EXERCISE GOAL
Which lines of the material below contain the word "person"? Pick out and copy every one of them.

··· DATA PROVIDED

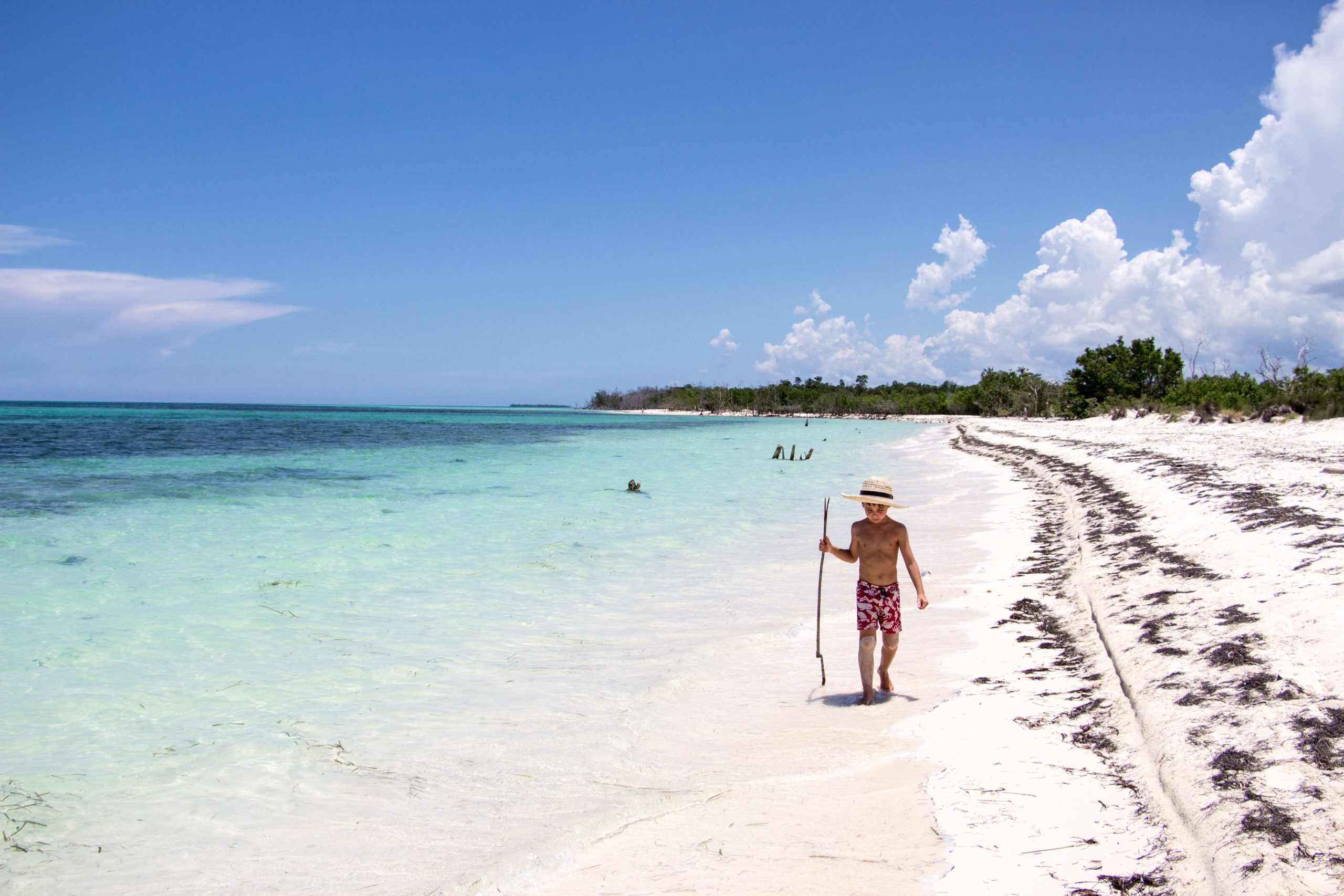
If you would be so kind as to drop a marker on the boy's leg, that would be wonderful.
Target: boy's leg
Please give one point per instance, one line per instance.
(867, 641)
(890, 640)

······
··· DATA PROVIDED

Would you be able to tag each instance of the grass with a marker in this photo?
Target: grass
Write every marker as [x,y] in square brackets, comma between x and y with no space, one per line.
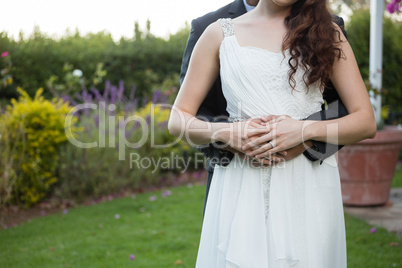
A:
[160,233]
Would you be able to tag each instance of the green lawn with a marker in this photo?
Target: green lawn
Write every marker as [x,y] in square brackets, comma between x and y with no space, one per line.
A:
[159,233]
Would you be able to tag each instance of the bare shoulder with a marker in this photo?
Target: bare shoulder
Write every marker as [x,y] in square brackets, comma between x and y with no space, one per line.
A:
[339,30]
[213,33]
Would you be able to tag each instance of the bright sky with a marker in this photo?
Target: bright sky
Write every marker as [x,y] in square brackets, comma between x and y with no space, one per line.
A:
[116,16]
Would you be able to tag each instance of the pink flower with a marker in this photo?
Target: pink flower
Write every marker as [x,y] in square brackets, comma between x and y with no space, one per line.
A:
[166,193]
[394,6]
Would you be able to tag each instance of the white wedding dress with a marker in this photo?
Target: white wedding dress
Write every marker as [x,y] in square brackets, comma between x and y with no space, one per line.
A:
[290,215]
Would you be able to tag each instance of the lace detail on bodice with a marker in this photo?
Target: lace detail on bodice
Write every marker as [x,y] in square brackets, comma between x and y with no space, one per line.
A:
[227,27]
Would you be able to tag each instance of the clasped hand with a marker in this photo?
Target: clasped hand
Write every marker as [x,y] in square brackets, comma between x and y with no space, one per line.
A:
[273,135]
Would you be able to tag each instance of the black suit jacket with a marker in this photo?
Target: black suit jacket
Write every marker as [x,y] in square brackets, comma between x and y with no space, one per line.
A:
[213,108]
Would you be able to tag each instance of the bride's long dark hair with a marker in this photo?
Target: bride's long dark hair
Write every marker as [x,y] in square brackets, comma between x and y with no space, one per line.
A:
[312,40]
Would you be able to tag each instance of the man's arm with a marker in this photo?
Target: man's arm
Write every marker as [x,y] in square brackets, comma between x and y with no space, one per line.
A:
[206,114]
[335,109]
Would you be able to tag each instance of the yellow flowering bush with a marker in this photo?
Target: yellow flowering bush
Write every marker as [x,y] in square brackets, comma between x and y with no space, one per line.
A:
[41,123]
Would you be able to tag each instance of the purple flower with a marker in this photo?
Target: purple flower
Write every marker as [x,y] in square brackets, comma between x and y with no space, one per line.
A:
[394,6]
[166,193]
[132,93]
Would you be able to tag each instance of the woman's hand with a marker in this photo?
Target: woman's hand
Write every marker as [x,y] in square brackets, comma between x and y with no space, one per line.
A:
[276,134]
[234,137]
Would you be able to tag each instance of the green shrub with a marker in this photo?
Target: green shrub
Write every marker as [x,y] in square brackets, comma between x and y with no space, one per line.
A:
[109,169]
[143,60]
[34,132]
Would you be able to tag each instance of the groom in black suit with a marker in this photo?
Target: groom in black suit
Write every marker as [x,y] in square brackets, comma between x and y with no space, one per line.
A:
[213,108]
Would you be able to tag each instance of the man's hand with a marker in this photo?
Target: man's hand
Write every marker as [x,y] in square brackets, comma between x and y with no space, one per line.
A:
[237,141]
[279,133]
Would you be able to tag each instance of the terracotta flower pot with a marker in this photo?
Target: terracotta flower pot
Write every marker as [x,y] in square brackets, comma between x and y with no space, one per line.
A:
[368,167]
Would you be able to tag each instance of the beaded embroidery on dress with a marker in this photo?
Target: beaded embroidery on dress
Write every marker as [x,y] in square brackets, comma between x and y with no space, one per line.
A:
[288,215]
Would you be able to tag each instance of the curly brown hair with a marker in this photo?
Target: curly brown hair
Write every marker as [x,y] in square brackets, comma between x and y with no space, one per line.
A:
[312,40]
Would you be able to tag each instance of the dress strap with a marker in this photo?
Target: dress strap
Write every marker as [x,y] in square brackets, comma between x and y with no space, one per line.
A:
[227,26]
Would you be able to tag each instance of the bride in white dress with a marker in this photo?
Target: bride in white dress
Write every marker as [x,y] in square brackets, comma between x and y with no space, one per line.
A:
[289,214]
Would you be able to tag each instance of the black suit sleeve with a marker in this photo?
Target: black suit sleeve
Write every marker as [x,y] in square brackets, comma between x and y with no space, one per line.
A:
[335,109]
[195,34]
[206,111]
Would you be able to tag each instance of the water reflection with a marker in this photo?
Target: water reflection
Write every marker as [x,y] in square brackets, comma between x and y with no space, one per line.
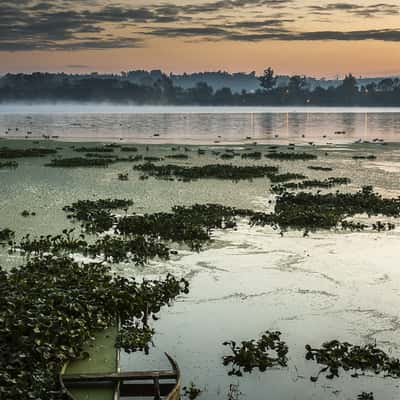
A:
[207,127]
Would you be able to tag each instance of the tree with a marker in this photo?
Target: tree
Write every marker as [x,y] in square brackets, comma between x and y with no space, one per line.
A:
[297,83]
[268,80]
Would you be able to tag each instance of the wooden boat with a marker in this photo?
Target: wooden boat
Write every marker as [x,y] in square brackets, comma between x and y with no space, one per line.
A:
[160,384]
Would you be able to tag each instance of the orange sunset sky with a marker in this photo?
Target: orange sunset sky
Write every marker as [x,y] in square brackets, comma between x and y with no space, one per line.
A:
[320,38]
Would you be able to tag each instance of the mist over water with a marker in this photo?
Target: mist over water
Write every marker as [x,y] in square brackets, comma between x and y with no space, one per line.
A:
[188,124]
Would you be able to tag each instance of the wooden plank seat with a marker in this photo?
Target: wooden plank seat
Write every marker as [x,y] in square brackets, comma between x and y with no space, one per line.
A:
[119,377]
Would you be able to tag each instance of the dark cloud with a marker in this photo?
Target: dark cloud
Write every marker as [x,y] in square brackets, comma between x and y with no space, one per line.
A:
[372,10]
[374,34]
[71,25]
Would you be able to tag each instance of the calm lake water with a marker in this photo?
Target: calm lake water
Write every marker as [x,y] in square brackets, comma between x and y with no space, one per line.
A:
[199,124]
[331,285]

······
··· DATA PROVIDED

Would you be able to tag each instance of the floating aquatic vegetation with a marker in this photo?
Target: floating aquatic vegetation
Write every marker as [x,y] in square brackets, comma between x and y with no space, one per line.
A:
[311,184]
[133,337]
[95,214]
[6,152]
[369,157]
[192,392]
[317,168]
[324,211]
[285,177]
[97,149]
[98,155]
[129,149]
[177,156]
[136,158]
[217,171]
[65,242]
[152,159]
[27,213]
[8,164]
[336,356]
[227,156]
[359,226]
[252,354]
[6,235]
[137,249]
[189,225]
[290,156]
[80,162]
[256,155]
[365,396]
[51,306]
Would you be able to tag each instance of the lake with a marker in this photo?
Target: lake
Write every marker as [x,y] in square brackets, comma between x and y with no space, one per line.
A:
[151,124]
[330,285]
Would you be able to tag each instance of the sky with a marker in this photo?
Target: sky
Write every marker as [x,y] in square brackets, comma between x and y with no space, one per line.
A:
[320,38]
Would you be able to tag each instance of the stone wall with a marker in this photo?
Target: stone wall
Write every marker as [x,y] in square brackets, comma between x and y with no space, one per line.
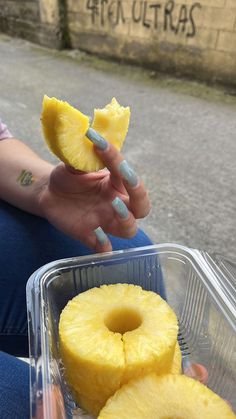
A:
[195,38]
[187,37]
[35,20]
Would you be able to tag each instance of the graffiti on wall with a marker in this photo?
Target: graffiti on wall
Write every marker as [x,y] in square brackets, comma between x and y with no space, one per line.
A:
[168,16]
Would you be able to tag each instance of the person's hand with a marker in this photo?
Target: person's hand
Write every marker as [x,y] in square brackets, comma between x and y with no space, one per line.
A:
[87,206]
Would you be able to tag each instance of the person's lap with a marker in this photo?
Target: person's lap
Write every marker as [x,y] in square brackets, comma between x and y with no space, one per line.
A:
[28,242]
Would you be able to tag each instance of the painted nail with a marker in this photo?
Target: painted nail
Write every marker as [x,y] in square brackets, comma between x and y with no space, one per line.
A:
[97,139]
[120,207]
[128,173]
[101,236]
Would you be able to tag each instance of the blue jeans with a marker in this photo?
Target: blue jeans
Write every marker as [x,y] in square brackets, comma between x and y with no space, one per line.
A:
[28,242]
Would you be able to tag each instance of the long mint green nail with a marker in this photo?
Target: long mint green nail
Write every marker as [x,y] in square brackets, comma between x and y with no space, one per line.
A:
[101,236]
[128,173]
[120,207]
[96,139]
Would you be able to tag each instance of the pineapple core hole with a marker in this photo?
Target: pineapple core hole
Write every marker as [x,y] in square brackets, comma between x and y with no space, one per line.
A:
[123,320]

······

TASK RESULT
Would you be able to tag each instance of the person's hand with a marker in this photo?
Target: person's hand
Would you be able to tag each instance of the person's lap with a marker in this photo?
Target: person's lap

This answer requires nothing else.